> _Enunciado escrito_
Reproduza os dados abaixo substituindo "kindly" por "please" em todas as ocorrências, sem alterar mais nada.

> _Dados fornecidos_
════════════════════

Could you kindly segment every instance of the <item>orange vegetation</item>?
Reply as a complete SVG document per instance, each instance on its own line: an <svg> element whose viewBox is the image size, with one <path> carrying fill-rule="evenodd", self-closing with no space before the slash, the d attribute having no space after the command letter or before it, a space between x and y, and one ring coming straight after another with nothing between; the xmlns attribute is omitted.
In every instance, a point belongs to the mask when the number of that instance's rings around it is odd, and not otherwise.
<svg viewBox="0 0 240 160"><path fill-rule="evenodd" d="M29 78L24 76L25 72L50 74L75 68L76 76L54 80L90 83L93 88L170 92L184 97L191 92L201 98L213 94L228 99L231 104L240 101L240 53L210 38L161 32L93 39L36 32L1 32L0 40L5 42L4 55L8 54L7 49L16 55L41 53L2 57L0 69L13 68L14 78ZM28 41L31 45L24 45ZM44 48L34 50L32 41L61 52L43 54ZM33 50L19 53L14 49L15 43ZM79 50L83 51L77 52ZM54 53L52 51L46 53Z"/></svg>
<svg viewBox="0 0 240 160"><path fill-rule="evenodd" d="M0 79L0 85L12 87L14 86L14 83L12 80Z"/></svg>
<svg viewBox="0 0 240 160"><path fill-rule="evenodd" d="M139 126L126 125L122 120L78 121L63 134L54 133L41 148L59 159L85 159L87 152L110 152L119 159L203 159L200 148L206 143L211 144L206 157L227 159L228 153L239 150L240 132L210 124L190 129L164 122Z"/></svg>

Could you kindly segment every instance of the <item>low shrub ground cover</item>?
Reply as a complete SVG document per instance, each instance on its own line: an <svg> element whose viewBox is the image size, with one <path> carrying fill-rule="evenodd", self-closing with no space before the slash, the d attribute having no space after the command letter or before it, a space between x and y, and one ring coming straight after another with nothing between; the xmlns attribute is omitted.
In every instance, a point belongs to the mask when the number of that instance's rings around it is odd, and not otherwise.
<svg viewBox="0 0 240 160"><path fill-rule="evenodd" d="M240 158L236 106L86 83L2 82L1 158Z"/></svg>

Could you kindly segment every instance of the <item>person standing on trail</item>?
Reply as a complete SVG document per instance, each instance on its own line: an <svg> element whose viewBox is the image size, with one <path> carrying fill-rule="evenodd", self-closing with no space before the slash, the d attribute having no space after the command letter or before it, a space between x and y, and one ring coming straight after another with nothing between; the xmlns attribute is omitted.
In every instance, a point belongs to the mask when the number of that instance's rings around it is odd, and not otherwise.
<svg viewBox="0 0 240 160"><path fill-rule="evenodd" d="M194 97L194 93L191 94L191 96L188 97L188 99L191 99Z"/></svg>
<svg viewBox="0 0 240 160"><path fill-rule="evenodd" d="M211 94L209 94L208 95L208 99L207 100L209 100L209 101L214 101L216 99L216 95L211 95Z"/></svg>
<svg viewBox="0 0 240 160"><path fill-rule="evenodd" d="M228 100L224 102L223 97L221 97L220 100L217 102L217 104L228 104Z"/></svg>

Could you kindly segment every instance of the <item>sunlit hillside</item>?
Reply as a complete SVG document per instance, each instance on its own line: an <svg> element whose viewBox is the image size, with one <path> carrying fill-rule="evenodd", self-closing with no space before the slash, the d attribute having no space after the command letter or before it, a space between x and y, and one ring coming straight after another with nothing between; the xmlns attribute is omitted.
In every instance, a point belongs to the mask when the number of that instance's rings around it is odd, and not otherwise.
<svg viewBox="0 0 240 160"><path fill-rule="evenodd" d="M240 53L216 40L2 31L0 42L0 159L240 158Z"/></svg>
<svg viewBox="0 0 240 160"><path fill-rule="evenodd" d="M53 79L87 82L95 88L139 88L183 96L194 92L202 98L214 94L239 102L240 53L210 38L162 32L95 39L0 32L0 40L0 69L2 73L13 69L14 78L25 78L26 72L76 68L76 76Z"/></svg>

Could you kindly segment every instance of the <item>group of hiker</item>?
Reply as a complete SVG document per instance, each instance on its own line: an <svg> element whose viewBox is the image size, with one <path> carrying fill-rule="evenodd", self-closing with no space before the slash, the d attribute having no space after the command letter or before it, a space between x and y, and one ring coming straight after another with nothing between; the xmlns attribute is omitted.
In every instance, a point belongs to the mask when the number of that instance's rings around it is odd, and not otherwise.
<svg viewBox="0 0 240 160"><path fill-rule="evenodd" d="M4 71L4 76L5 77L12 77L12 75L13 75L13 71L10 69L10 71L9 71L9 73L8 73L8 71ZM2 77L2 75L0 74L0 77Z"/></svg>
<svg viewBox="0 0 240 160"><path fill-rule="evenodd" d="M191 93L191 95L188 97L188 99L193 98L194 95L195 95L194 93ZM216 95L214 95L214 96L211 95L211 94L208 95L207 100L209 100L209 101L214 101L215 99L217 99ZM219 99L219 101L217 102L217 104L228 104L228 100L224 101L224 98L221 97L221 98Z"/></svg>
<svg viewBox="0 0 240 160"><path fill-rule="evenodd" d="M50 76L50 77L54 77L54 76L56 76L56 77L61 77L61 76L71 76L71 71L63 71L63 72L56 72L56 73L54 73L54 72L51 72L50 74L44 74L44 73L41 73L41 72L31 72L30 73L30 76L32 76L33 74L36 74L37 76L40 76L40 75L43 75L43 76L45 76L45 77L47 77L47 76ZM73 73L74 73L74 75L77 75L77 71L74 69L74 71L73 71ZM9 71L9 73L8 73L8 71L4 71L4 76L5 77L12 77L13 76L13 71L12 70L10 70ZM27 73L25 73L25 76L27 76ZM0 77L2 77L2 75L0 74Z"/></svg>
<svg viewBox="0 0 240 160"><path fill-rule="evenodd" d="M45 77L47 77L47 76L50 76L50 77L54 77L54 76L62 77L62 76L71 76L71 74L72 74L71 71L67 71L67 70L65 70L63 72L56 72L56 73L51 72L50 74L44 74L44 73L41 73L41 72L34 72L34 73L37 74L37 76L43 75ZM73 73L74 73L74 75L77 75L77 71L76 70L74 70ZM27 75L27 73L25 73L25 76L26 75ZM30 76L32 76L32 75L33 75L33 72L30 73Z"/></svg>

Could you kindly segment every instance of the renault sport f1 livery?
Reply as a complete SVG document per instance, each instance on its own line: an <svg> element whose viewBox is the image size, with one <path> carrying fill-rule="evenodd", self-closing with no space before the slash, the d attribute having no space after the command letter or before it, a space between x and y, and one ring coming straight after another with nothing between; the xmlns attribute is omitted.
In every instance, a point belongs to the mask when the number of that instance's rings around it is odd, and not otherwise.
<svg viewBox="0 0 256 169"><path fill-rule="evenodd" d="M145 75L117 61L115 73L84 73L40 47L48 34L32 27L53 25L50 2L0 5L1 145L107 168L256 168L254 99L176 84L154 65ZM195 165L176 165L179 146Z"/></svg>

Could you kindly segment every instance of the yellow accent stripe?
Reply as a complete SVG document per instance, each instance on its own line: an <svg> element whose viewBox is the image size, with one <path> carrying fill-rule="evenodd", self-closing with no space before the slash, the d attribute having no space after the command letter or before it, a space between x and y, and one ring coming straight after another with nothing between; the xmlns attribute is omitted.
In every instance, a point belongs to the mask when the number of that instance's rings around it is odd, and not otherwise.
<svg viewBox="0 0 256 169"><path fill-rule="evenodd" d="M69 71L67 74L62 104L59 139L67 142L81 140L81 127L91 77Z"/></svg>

════════════════════

> _Resposta completa_
Could you please segment every instance of the <item>orange vegetation</item>?
Reply as a complete SVG document per instance, each instance on its own line: an <svg> element whose viewBox is the image size, with one <path> carrying fill-rule="evenodd", self-closing with no space before the slash, the d attribute having no space after the command letter or before it, a space between x and y, and one ring coming straight after another with nothing between; the xmlns attribute is omitted.
In every instance, a point belongs to the mask when the number of that instance's rings around it is odd, and not otherwise.
<svg viewBox="0 0 240 160"><path fill-rule="evenodd" d="M29 78L24 76L25 72L50 74L75 68L76 76L54 80L90 83L93 88L170 92L184 97L191 92L201 98L213 94L228 99L231 104L240 101L240 53L210 38L161 32L93 39L36 32L1 32L0 40L5 42L4 55L8 54L7 49L16 55L41 53L2 57L0 69L13 68L14 78ZM28 41L31 45L24 45ZM44 48L34 50L32 41L61 52L43 54ZM33 50L19 53L14 49L15 43ZM79 50L83 51L77 52ZM54 53L52 51L46 53Z"/></svg>
<svg viewBox="0 0 240 160"><path fill-rule="evenodd" d="M0 79L0 85L12 87L14 86L14 83L12 80Z"/></svg>
<svg viewBox="0 0 240 160"><path fill-rule="evenodd" d="M139 126L126 125L122 120L78 121L63 134L54 133L41 148L59 159L85 159L87 152L110 152L119 159L203 159L200 148L206 143L211 144L206 157L227 159L228 153L239 150L240 132L210 124L190 129L164 122Z"/></svg>

Could you please segment every instance of the <item>low shrub ground cover</item>?
Reply as a complete SVG document per instance, each instance on its own line: an <svg> element whose viewBox is the image size, with one <path> carrying fill-rule="evenodd", self-closing with no space before the slash, the d attribute having no space after the command letter or before it, a space between x and y, and one ring coming straight after another with nothing between; the xmlns attribute is omitted.
In every instance, a point belongs to the mask when the number of that instance's rings around it is odd, and not otherwise.
<svg viewBox="0 0 240 160"><path fill-rule="evenodd" d="M240 158L236 106L86 83L2 82L1 158Z"/></svg>

Could you please segment every instance of the <item>person standing on trail</item>?
Reply as a complete SVG document per instance, each instance on its own line: an <svg> element whose viewBox is the image size, with one <path> carrying fill-rule="evenodd", self-closing with no space before the slash, the d attribute having no space after the command letter or before it, a space between x and y, and one ring coming straight after another with nothing between; the xmlns attribute is omitted.
In every instance, a point belongs to the mask when the number of that instance's rings around it is odd, and not otherwise.
<svg viewBox="0 0 240 160"><path fill-rule="evenodd" d="M194 97L194 93L191 94L191 96L188 97L188 99L191 99Z"/></svg>
<svg viewBox="0 0 240 160"><path fill-rule="evenodd" d="M211 94L209 94L208 95L208 99L207 100L209 100L209 101L214 101L216 99L216 95L211 95Z"/></svg>
<svg viewBox="0 0 240 160"><path fill-rule="evenodd" d="M228 100L224 102L223 97L221 97L220 100L217 102L217 104L228 104Z"/></svg>

Could you please segment every instance of the <item>sunlit hillside</item>?
Reply as a complete SVG document per instance, each instance on its own line: an <svg> element whose viewBox is the image size, with one <path> carrying fill-rule="evenodd", self-closing with no space before the slash, the d attribute having no space after the command letter or before it, a space between x and y, and one ring coming straight after another with nothing between; the xmlns attribute is omitted.
In every instance, a point belongs to the mask when the number of that instance's rings around it is odd, and not otherwise.
<svg viewBox="0 0 240 160"><path fill-rule="evenodd" d="M240 53L216 40L2 31L0 42L0 159L240 158Z"/></svg>
<svg viewBox="0 0 240 160"><path fill-rule="evenodd" d="M53 79L87 82L95 88L139 88L183 96L194 92L202 98L214 94L239 102L240 53L210 38L162 32L95 39L0 32L0 40L0 69L2 73L13 69L14 78L25 78L26 72L76 68L76 76Z"/></svg>

Could you please segment every instance of the <item>group of hiker</item>?
Reply as a complete SVG document per instance, each instance on its own line: an <svg> element whose viewBox is the image size, with one <path> carrying fill-rule="evenodd", self-closing with no space before the slash, the d attribute having no space after the command letter or before it, a space between x and y, and one ring coming straight after another with nothing between; the xmlns attribute is omitted.
In every instance, a point belongs to the mask when the number of that instance's rings around it is odd, and not otherwise.
<svg viewBox="0 0 240 160"><path fill-rule="evenodd" d="M4 71L4 76L5 77L12 77L12 75L13 75L13 71L10 69L10 71L9 71L9 73L8 73L8 71ZM2 77L2 75L0 74L0 77Z"/></svg>
<svg viewBox="0 0 240 160"><path fill-rule="evenodd" d="M191 93L191 95L188 97L188 99L193 98L194 95L195 95L194 93ZM216 95L214 95L214 96L211 95L211 94L208 95L207 100L209 100L209 101L214 101L215 99L217 99ZM219 99L219 101L217 102L217 104L228 104L228 100L224 101L224 98L221 97L221 98Z"/></svg>
<svg viewBox="0 0 240 160"><path fill-rule="evenodd" d="M50 76L50 77L54 77L54 76L56 76L56 77L61 77L61 76L71 76L71 71L63 71L63 72L56 72L56 73L54 73L54 72L51 72L50 74L44 74L44 73L41 73L41 72L31 72L30 73L30 76L32 76L33 74L36 74L37 76L40 76L40 75L43 75L43 76L45 76L45 77L47 77L47 76ZM73 73L74 73L74 75L77 75L77 71L74 69L74 71L73 71ZM9 71L9 73L8 73L8 71L4 71L4 76L5 77L12 77L13 76L13 71L12 70L10 70ZM27 73L25 73L25 76L27 76ZM0 77L2 77L2 75L0 74Z"/></svg>
<svg viewBox="0 0 240 160"><path fill-rule="evenodd" d="M45 77L47 77L47 76L50 76L50 77L54 77L54 76L62 77L62 76L71 76L71 74L72 74L71 71L67 71L67 70L65 70L63 72L56 72L56 73L51 72L50 74L44 74L44 73L41 73L41 72L34 72L34 73L37 74L37 76L43 75ZM73 73L74 73L74 75L77 75L77 71L76 70L74 70ZM27 75L27 73L25 73L25 76L26 75ZM30 76L32 76L32 75L33 75L33 72L30 73Z"/></svg>

Could you please segment every instance of the renault sport f1 livery?
Reply as a complete SVG document per instance, each instance on its own line: an <svg> element whose viewBox is the image size, with one <path> carrying fill-rule="evenodd", self-closing with no space before the slash, the d attribute having no space after the command letter or before it, a space between x and y, and one ring coming straight after another with nothing between; the xmlns attribute is omitted.
In every instance, a point belongs to the mask when the number of that instance's rings around it is odd, and not otherwise.
<svg viewBox="0 0 256 169"><path fill-rule="evenodd" d="M145 75L117 61L115 73L84 73L40 47L48 34L32 27L53 25L50 2L0 5L1 145L107 168L256 168L254 99L176 84L154 65ZM195 165L176 165L179 146Z"/></svg>

Could you please segment every instance of the yellow accent stripe?
Reply as a complete SVG document per instance, each instance on its own line: an <svg> element whose viewBox is the image size, with one <path> carrying fill-rule="evenodd", self-closing with no space before the slash, the d attribute having no space after the command letter or before it, a space between x and y, and one ring coming straight after another with nothing between; the xmlns attribute is omitted.
In every instance, a point belongs to the mask when the number of that instance's rings around it is odd, and not otherwise.
<svg viewBox="0 0 256 169"><path fill-rule="evenodd" d="M69 71L67 74L62 104L59 139L67 142L81 140L81 127L91 77Z"/></svg>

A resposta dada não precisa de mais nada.